→ **SET EXERCISE A**: From the records, output as a numbered list every line beginning with the line containing "Mark each instance of the distant" and continuing through the end of the records, omitting blank lines.

→ **ARTICLE**:
Begin
This court recently stated: "In evaluating a challenge to a jury instruction, we must consider whether there is a 'reasonable likelihood' that the jury understood the charge in the way defendants suggest. [Citations.] 'Jurors do not sit in solitary isolation booths parsing instructions for subtle shades of meaning in the same way that lawyers might. Differences among them in interpretation of instructions may be thrashed out in the deliberative process, with commonsense understanding of the instructions in the light of all that has taken place at the trial likely to prevail over technical hairsplitting.' " (People v. Mackey (2015) 233 Cal.App.4th 32, 108.)
End
(Records for pointing to objects in photos)
Begin
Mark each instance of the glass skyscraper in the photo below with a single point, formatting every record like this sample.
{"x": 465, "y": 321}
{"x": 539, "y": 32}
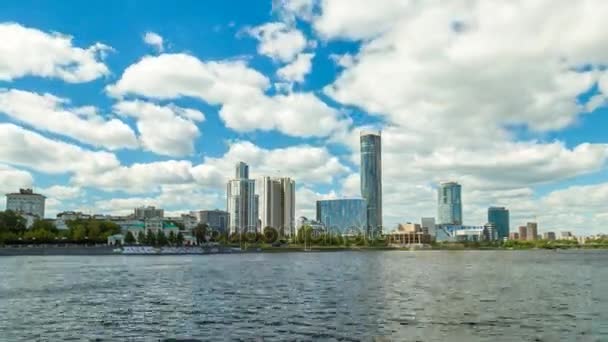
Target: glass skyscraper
{"x": 499, "y": 216}
{"x": 343, "y": 215}
{"x": 449, "y": 204}
{"x": 371, "y": 180}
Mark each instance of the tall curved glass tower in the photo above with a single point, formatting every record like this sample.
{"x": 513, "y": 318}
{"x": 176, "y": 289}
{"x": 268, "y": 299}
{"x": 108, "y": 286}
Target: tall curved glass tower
{"x": 371, "y": 180}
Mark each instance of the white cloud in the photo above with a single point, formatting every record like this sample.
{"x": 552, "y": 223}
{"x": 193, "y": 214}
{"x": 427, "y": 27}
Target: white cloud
{"x": 138, "y": 177}
{"x": 155, "y": 40}
{"x": 278, "y": 40}
{"x": 237, "y": 88}
{"x": 53, "y": 114}
{"x": 298, "y": 69}
{"x": 168, "y": 130}
{"x": 26, "y": 51}
{"x": 31, "y": 150}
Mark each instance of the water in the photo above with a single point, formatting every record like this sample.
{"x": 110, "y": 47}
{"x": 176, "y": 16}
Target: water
{"x": 413, "y": 296}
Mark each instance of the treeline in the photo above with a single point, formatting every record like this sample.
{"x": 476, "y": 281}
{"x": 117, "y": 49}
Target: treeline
{"x": 13, "y": 231}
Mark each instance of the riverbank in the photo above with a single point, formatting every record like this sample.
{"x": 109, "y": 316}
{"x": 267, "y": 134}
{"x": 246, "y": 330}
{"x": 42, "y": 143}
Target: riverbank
{"x": 111, "y": 250}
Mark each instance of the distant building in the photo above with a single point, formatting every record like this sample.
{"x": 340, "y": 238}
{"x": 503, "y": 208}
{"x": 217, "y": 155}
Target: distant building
{"x": 344, "y": 216}
{"x": 277, "y": 199}
{"x": 242, "y": 202}
{"x": 215, "y": 219}
{"x": 26, "y": 202}
{"x": 523, "y": 233}
{"x": 550, "y": 236}
{"x": 144, "y": 213}
{"x": 531, "y": 231}
{"x": 449, "y": 203}
{"x": 429, "y": 224}
{"x": 499, "y": 216}
{"x": 371, "y": 180}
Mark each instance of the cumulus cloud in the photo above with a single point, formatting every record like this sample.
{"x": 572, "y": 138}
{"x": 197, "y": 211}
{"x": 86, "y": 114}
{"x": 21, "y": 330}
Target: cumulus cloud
{"x": 53, "y": 114}
{"x": 27, "y": 51}
{"x": 167, "y": 130}
{"x": 278, "y": 40}
{"x": 31, "y": 150}
{"x": 155, "y": 40}
{"x": 298, "y": 69}
{"x": 239, "y": 90}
End
→ **SET EXERCISE B**: Write the next part of the passage on evaluating challenges to jury instructions, continuing from its last sentence.

→ **WRITTEN REPLY A**:
1. Mark each instance of the distant building in the photo above with a single point, formatting every record like this sample.
2. {"x": 340, "y": 238}
3. {"x": 503, "y": 208}
4. {"x": 217, "y": 155}
5. Target: distant building
6. {"x": 344, "y": 216}
7. {"x": 277, "y": 199}
8. {"x": 242, "y": 202}
9. {"x": 215, "y": 219}
10. {"x": 26, "y": 202}
11. {"x": 523, "y": 233}
12. {"x": 550, "y": 236}
13. {"x": 144, "y": 213}
14. {"x": 531, "y": 231}
15. {"x": 449, "y": 203}
16. {"x": 429, "y": 224}
17. {"x": 499, "y": 216}
18. {"x": 371, "y": 180}
19. Mark each instance of the cumulus cloud in the photo above with a single point, formatting every record like this sample.
20. {"x": 572, "y": 138}
21. {"x": 197, "y": 211}
22. {"x": 86, "y": 114}
23. {"x": 21, "y": 330}
24. Target: cumulus cloud
25. {"x": 53, "y": 114}
26. {"x": 27, "y": 51}
27. {"x": 167, "y": 130}
28. {"x": 278, "y": 40}
29. {"x": 31, "y": 150}
30. {"x": 155, "y": 40}
31. {"x": 298, "y": 69}
32. {"x": 239, "y": 90}

→ **WRITTEN REPLY B**:
We cannot conclude that defendant was the victim of a due process violation. Reduced to its essence, defendant sees the instruction as constitutionally flawed because its second element did not have the words "to use it," so that it should have been "When the defendant possessed a shaved key, he had the intent to use it to feloniously break into or enter into any vehicle." Use of the prohibited tool to effect criminal entry is clearly implicit in the instruction. Read in its entirety, the instruction clearly linked possession to such an intent in the second and the fourth elements. We cannot discern any likelihood that the jury, " 'with commonsense understanding' " (People v. Mackey, supra, 233 Cal.App.4th at p. 108), interpreted the instruction to allow conviction for possession without intent to use it to commit a crime. (People v. Pearson, supra, 56 Cal.4th at p. 476.)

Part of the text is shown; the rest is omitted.